* [Instructions for the task]
Each entry should be quoted word for word, including every mark of punctuation.

_ _ _ _

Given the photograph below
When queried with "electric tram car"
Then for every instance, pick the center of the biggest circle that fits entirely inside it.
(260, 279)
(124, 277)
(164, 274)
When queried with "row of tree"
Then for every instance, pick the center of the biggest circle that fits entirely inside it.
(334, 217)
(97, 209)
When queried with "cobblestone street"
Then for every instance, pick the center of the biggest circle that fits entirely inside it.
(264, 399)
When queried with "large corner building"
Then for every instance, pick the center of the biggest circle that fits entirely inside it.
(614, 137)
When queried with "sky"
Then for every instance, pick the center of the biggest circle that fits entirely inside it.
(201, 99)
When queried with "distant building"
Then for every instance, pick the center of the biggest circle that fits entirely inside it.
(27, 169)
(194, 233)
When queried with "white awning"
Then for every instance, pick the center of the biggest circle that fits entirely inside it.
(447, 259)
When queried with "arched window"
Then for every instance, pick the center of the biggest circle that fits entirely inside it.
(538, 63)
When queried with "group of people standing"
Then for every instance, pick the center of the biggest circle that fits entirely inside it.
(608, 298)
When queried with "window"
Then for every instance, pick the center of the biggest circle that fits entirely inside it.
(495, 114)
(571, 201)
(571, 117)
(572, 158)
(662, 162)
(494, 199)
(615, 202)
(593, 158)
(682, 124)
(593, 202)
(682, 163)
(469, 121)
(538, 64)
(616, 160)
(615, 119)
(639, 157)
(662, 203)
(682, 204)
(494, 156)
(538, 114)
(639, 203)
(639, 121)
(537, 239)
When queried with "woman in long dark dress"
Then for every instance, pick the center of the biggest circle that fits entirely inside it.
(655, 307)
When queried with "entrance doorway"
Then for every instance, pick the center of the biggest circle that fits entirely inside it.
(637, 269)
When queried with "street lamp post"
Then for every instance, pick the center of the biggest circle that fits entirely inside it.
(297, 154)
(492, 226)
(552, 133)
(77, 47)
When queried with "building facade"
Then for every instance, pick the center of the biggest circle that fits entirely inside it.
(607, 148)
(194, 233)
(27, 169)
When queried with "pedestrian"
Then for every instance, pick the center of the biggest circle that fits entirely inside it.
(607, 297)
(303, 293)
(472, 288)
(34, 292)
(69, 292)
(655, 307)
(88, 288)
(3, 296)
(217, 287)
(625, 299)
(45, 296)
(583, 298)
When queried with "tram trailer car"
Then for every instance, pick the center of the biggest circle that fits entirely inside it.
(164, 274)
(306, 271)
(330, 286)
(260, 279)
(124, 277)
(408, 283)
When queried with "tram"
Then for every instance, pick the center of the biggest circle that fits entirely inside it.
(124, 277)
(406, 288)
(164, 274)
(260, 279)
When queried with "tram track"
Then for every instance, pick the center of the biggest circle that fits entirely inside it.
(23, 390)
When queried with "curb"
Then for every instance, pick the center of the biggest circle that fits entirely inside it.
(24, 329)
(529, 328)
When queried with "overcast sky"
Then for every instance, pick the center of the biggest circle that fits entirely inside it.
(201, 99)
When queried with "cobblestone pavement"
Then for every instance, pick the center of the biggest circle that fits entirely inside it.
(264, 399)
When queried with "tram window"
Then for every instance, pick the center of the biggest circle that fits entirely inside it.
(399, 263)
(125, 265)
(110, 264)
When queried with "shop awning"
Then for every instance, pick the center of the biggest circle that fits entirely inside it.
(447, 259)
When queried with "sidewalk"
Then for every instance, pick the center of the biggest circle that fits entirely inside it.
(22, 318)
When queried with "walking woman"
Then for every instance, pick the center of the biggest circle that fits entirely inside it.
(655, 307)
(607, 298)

_ _ _ _

* [Answer to the problem]
Given the photograph below
When queried with "electric tram car"
Then for every instance, pick the center of the biggest circle that fits entirely inside it.
(260, 279)
(124, 277)
(164, 274)
When queried with "row of tree"
Then for every instance, pick the center of the biggest circle that fits entirely inside it.
(334, 217)
(97, 209)
When queried with "cobblestone street"
Then for every instance, pick the center of the biggest circle that fits entirely inside it.
(264, 399)
When queried with "large corner building"
Then for every instance, pick the center of the biggest circle that fits entirely inside it.
(614, 137)
When queried with "sky"
Then for every instance, pick the center of the biggest circle that fits entirely inside it.
(201, 99)
When queried with "distant building"
Then for every instance, pick the center of the biggest circle that fits entirely inside it.
(27, 169)
(194, 233)
When queried with "white awning"
Then for every instance, pick the center of the biggest circle that fits entirely inside it.
(447, 259)
When queried with "arched window"
Then for every instance, pick the center of the biggest circle that fits entirely inside it.
(538, 63)
When queried with "group of people standing"
Then for every instance, pick the center of the biggest circle that fits entirely inside it.
(608, 298)
When queried with "window"
Then for every instance, pick the center of the biggest circle that fits entirely inside it.
(495, 114)
(571, 201)
(571, 117)
(572, 158)
(662, 162)
(494, 199)
(615, 202)
(593, 158)
(682, 124)
(593, 202)
(682, 163)
(469, 121)
(538, 64)
(616, 160)
(615, 119)
(639, 157)
(662, 203)
(682, 204)
(494, 156)
(538, 114)
(639, 203)
(639, 121)
(537, 239)
When queried with "woman in long dark dress"
Then for every instance, pick the center of the biggest circle that fits entirely inside it.
(655, 307)
When queried with "entrance doorway"
Then for every instance, pick the center of the biggest circle that fits entirely inside it.
(637, 269)
When queried with "street lamp post"
Then for every instance, pick the center of the biggest circle that fits entirely inside it.
(297, 154)
(492, 226)
(552, 133)
(77, 47)
When queried with "building facade"
Then for every instance, pick the center of the biggest circle that fits entirely inside it.
(607, 148)
(194, 233)
(27, 169)
When queried with "pedestrian"
Then for every instance, pick the center of the biggest circle that fits entirely inside it.
(607, 297)
(303, 293)
(472, 288)
(34, 292)
(69, 292)
(655, 307)
(88, 288)
(3, 296)
(217, 287)
(625, 299)
(45, 296)
(583, 298)
When queried with "tram trailer car"
Then for every instance, pick the center of the biggest circle that fits entirely inside it.
(164, 274)
(306, 271)
(330, 286)
(260, 279)
(124, 277)
(408, 283)
When queried with "tram"
Then for every instance, pick the center of the biggest circle that fits entirely inside it.
(124, 277)
(406, 288)
(164, 274)
(260, 279)
When queried with "tram track"
Then for every instance, pick the center of the biggest circle that fits entirely inside it.
(23, 390)
When queried with "curb"
Then for every instance, pick the center of the biggest circle that fits entirely inside it.
(24, 329)
(529, 328)
When queried with "overcast sky"
Then for every instance, pick the center of the biggest circle that fits entirely inside it.
(201, 99)
When queried with "cobblestone pavement"
Then for every instance, pick the center of the biggest circle that fits entirely inside it.
(264, 399)
When queried with "tram window"
Then for every instance, pick the center of the biggest circle that fits entirely inside it.
(399, 263)
(125, 265)
(110, 264)
When queried with "shop awning"
Then for every instance, pick the center of the biggest circle that fits entirely inside it.
(447, 259)
When queried with "sidewalk"
Then for every instance, pick the center of the biggest circle that fits entirely inside it.
(22, 318)
When queried with "walking woman"
Then for every instance, pick the center of the biggest circle that fits entirely inside it.
(655, 307)
(607, 298)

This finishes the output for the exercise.